START LISTED ENTRIES

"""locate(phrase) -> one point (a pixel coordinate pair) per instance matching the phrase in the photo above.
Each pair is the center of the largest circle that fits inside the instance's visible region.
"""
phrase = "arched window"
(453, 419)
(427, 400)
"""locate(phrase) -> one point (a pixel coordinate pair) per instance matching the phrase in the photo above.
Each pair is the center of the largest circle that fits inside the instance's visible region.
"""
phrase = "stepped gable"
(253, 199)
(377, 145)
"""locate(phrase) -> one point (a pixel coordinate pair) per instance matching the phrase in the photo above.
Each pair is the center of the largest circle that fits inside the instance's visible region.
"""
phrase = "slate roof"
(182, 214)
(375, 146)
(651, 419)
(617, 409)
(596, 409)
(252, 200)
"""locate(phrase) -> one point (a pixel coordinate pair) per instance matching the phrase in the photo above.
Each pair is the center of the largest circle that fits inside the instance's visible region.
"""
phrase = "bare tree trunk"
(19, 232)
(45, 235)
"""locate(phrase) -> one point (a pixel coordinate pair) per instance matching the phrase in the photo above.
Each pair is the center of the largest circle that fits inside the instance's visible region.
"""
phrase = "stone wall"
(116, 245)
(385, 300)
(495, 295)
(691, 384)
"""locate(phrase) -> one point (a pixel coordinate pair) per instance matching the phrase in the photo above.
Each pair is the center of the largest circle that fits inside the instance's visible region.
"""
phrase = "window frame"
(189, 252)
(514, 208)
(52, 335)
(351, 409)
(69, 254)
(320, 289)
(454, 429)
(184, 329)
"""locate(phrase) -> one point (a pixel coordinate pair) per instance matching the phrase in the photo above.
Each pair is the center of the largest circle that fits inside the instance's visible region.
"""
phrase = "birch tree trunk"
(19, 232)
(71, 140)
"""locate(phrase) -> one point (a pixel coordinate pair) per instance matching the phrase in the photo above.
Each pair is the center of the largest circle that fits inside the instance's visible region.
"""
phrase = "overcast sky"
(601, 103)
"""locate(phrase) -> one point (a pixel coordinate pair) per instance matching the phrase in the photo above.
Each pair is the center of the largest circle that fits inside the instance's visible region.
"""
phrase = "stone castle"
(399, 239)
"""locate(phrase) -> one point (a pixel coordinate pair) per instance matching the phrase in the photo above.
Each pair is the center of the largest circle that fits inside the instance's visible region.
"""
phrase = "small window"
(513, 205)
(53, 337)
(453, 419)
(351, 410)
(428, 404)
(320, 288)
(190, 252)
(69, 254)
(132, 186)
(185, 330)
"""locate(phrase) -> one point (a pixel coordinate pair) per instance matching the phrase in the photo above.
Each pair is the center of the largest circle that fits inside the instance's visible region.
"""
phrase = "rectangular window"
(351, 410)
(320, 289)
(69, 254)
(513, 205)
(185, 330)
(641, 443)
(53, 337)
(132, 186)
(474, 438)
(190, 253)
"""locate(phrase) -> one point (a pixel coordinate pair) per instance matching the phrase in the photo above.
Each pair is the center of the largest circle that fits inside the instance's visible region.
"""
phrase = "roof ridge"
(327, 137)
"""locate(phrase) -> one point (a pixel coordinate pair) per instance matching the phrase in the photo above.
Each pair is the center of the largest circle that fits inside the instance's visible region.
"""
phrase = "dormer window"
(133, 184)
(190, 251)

END LISTED ENTRIES

BRIEF -
Write out all the data again, exactly as it appears.

SOLVED EXERCISE -
"""locate(phrase) -> one point (a pixel coordinate pair) per instance matching the phrase in the photo above.
Each pair is the center of the largest circle that fits inside the instance's visible region.
"""
phrase = "arched window"
(453, 419)
(427, 400)
"""locate(phrase) -> one point (a pixel coordinate pair) per instance matching the phrase in the photo above.
Each pair is the center of the largest circle that fits inside the instance's visible region.
"""
phrase = "stepped gable"
(253, 199)
(377, 145)
"""locate(phrase) -> one point (a pixel coordinate pair) per instance matching the phrase in the photo above.
Each pair is the center of the largest circle that fits inside the instance's visible region.
"""
phrase = "slate roof"
(182, 214)
(375, 146)
(651, 419)
(617, 409)
(596, 409)
(252, 200)
"""locate(phrase) -> one point (a pixel coordinate pair) per instance matching the phrase in the photo above.
Each pair is the center of the largest circle that fits inside the instance's visible region.
"""
phrase = "bare tree trunk"
(19, 232)
(45, 235)
"""locate(phrase) -> one point (a pixel coordinate pair) per instance matching the phrase in the photo above.
Each pair is the center of the largest circle that fits inside the instance's visible region.
"""
phrase = "stone wall"
(116, 245)
(385, 300)
(495, 295)
(691, 384)
"""locate(phrase) -> one point (a pixel coordinate pair) per instance matching the phrase in the photo above.
Each pair is the center of the largest circle that fits inside the instance's visible region.
"""
phrase = "window frame"
(189, 252)
(514, 208)
(52, 335)
(351, 409)
(69, 254)
(320, 289)
(454, 429)
(184, 329)
"""locate(phrase) -> one point (a pixel coordinate pair) per instance matching the phrase in the photo above.
Each pair is the center of the largest circle that fits inside the instance's visible region.
"""
phrase = "birch tree trunk"
(19, 232)
(71, 140)
"""locate(phrase) -> one point (a pixel coordinate pair) per instance matching the phrase in the photo above.
Each pair is the center of the largest circle that fits inside the instance's visible region.
"""
phrase = "overcast sky"
(601, 103)
"""locate(phrase) -> one point (a pixel coordinate pair) per instance matching the phrase in the photo above.
Each pair is the center of the largest circle that fits inside the instance's visible region.
"""
phrase = "stone castle"
(399, 239)
"""locate(phrase) -> one point (a pixel coordinate pair) per instance matching the phrase in the photo above.
Each pair is the center of the largest circle that fits inside the instance's visible region.
"""
phrase = "small window"
(513, 205)
(53, 337)
(453, 419)
(351, 410)
(428, 404)
(320, 288)
(190, 252)
(69, 254)
(132, 186)
(185, 330)
"""locate(phrase) -> one point (a pixel coordinate pair) per instance matching the phrase in the photo above.
Each pair is the center of the largest circle that fits inside the instance's visible region.
"""
phrase = "rectangular window"
(351, 410)
(320, 289)
(69, 254)
(513, 205)
(185, 330)
(641, 443)
(53, 337)
(132, 186)
(474, 438)
(190, 253)
"""locate(phrase) -> one point (a pixel coordinate pair) per instance matching the phrase in the photo above.
Each pair is the center of the largest circle that fits inside the instance's visible region.
"""
phrase = "roof ridge"
(327, 137)
"""locate(phrase) -> one point (a pixel coordinate pair) per instance matching the phrase in the photo above.
Each pair is the center of the largest circle that fits inside the instance's visible region.
"""
phrase = "dormer window"
(133, 184)
(190, 251)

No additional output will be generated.